### What you have to do
Only the number is needed: how many lines of the records include "negative"?
Records for this task: Begin
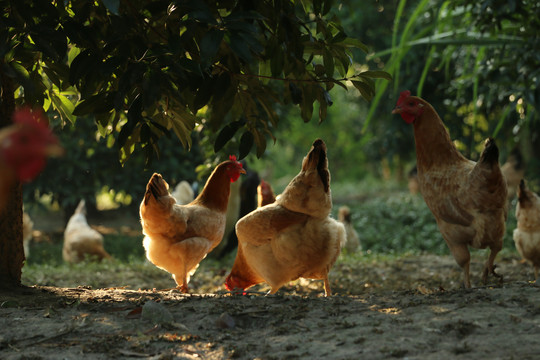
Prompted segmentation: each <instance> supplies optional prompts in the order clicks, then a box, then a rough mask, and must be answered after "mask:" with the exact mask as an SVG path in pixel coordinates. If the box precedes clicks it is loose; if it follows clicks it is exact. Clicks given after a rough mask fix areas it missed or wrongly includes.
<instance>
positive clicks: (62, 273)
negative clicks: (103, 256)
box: [22, 188, 516, 293]
mask: <svg viewBox="0 0 540 360" xmlns="http://www.w3.org/2000/svg"><path fill="white" fill-rule="evenodd" d="M342 198H344V197H342ZM354 199H355V200H351V201H347V202H346V203H345V202H344V201H343V200H341V201H339V202H338V201H336V202H335V204H334V214H336V213H337V209H338V208H339V206H341V205H348V206H349V207H350V208H351V212H352V220H353V224H354V226H355V228H356V230H357V231H358V234H359V236H360V240H361V243H362V247H363V251H362V252H356V253H347V252H346V251H344V252H343V253H342V255H341V256H340V258H339V260H338V262H337V264H336V265H335V266H334V268H333V272H332V273H331V274H332V275H331V276H332V277H333V278H335V279H339V284H340V285H339V286H340V287H341V288H340V287H336V291H338V292H341V293H361V292H362V291H364V290H363V289H364V283H369V282H373V279H379V278H381V277H384V276H386V275H385V274H384V273H381V274H379V273H374V274H371V272H369V271H368V270H369V269H370V268H372V267H374V266H373V264H374V263H377V264H381V263H382V264H387V267H388V268H392V266H394V265H393V264H395V263H396V262H397V261H399V260H400V259H403V258H407V257H409V256H415V255H419V254H436V255H449V254H450V252H449V250H448V247H447V246H446V243H445V242H444V240H443V238H442V236H441V234H440V232H439V230H438V229H437V225H436V223H435V219H434V217H433V215H432V214H431V212H430V211H429V209H428V208H427V206H426V204H425V202H424V200H423V199H422V197H421V196H416V195H410V194H408V193H404V192H403V191H401V192H400V191H396V190H392V189H387V188H384V189H382V191H381V192H380V193H378V192H377V191H372V192H371V193H370V194H366V195H360V196H356V197H354ZM515 224H516V220H515V215H514V211H513V210H511V211H509V218H508V222H507V234H506V236H505V240H504V248H503V251H502V252H501V254H500V255H499V259H501V257H504V256H507V255H514V256H515V254H516V250H515V246H514V242H513V240H512V231H513V230H514V228H515V226H516V225H515ZM104 237H105V249H106V250H107V251H108V252H109V253H110V254H111V255H112V257H113V259H112V260H110V261H103V262H101V263H94V262H91V261H85V262H83V263H80V264H66V263H65V262H64V261H63V259H62V242H63V238H62V234H54V235H52V237H51V239H50V242H41V243H32V244H31V249H30V256H29V258H28V261H27V263H26V264H25V266H24V267H23V276H22V282H23V284H25V285H34V284H39V285H51V286H52V285H54V286H60V287H77V286H78V285H86V286H92V287H94V288H103V287H127V288H128V289H135V290H136V289H139V288H141V289H152V288H157V289H166V288H173V287H174V286H175V283H174V281H173V280H172V279H171V275H170V274H169V273H167V272H165V271H163V270H161V269H158V268H157V267H155V266H154V265H153V264H151V263H149V262H148V261H147V260H146V258H145V254H144V249H143V246H142V238H143V236H142V235H137V236H128V235H121V234H108V235H105V236H104ZM475 254H476V255H478V256H480V257H482V258H483V257H485V256H487V252H486V251H485V250H479V251H472V255H473V256H476V255H475ZM234 258H235V254H234V252H233V253H231V254H229V255H228V256H227V257H225V258H224V259H222V260H220V261H218V260H216V259H214V258H212V254H210V256H208V257H207V258H206V259H204V260H203V261H202V262H201V264H200V267H199V269H198V270H197V272H196V273H195V275H194V276H193V278H192V279H191V281H190V285H189V286H190V288H191V289H193V290H194V291H195V292H199V293H207V292H216V291H218V290H224V287H223V282H224V280H225V277H226V276H227V274H228V273H229V271H230V269H231V267H232V264H233V263H234ZM452 265H453V263H452ZM452 268H453V269H454V268H455V269H457V265H456V266H455V267H452ZM430 269H431V267H430V266H426V267H425V270H426V271H429V270H430ZM456 271H458V270H456ZM458 276H460V275H458ZM425 277H426V278H429V279H431V278H433V277H434V275H433V274H427V275H426V276H425ZM398 280H399V281H401V282H404V281H405V280H403V279H398ZM310 284H311V285H313V286H316V287H320V286H321V284H320V282H317V281H313V282H310ZM292 286H293V287H294V286H295V285H294V284H293V285H292ZM299 288H303V287H302V286H300V287H299ZM351 289H353V290H351ZM266 290H268V289H267V288H263V290H262V291H266Z"/></svg>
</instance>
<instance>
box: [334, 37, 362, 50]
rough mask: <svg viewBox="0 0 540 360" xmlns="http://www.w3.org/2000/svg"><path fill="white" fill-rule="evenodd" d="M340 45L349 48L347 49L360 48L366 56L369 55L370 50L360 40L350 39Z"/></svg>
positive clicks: (343, 42) (348, 39) (360, 49)
mask: <svg viewBox="0 0 540 360" xmlns="http://www.w3.org/2000/svg"><path fill="white" fill-rule="evenodd" d="M340 44H343V45H344V46H347V47H355V48H358V49H360V50H362V51H363V52H365V53H366V54H367V53H369V48H368V47H367V45H366V44H364V43H363V42H361V41H360V40H358V39H354V38H350V37H348V38H346V39H345V40H343V41H341V42H340Z"/></svg>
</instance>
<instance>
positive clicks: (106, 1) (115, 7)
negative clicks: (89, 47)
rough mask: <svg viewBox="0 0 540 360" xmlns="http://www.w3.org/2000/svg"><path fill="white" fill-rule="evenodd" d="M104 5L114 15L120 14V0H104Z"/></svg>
mask: <svg viewBox="0 0 540 360" xmlns="http://www.w3.org/2000/svg"><path fill="white" fill-rule="evenodd" d="M103 5H105V7H106V8H107V10H109V11H110V12H111V13H113V14H114V15H117V16H118V15H119V9H120V0H103Z"/></svg>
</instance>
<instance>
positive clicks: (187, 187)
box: [171, 180, 195, 205]
mask: <svg viewBox="0 0 540 360" xmlns="http://www.w3.org/2000/svg"><path fill="white" fill-rule="evenodd" d="M171 195H172V197H173V198H175V199H176V203H177V204H178V205H186V204H189V203H190V202H192V201H193V199H195V192H194V191H193V188H192V187H191V185H189V183H188V182H187V181H186V180H182V181H180V182H179V183H178V184H177V185H176V187H175V188H174V191H173V192H172V193H171Z"/></svg>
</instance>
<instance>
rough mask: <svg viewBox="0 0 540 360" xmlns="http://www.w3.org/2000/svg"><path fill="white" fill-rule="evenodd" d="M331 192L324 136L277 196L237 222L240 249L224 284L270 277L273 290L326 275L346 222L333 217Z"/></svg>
mask: <svg viewBox="0 0 540 360" xmlns="http://www.w3.org/2000/svg"><path fill="white" fill-rule="evenodd" d="M331 209H332V196H331V191H330V172H329V171H328V160H327V157H326V145H325V144H324V142H323V141H322V140H320V139H318V140H316V141H315V142H314V143H313V146H312V148H311V150H310V151H309V153H308V154H307V156H306V157H305V158H304V160H303V162H302V170H301V171H300V173H299V174H298V175H297V176H296V177H295V178H294V179H293V180H292V181H291V182H290V183H289V185H288V186H287V187H286V188H285V190H284V191H283V193H282V194H281V195H280V196H279V197H278V199H277V200H276V201H275V202H274V203H272V204H269V205H266V206H263V207H260V208H257V210H255V211H253V212H251V213H249V214H248V215H246V216H244V217H243V218H241V219H240V220H239V221H238V223H237V224H236V234H237V236H238V252H237V254H236V259H235V262H234V265H233V268H232V270H231V273H230V274H229V275H228V277H227V279H226V281H225V286H226V287H227V289H229V290H234V289H241V290H244V289H247V288H249V287H251V286H253V285H255V284H258V283H261V282H266V283H267V284H268V285H270V286H271V288H272V289H271V291H270V293H272V294H274V293H275V292H276V291H278V290H279V288H280V287H281V286H283V285H284V284H286V283H287V282H289V281H292V280H296V279H298V278H300V277H303V278H308V279H321V280H323V281H324V289H325V294H326V295H331V294H332V291H331V289H330V283H329V281H328V272H329V271H330V268H331V267H332V265H333V264H334V263H335V261H336V259H337V257H338V256H339V253H340V251H341V246H342V244H343V243H344V242H345V236H346V235H345V228H344V226H343V224H341V223H340V222H338V221H337V220H335V219H332V218H330V216H329V215H330V211H331Z"/></svg>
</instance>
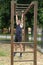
Records for this task: End
### Solution to this task
2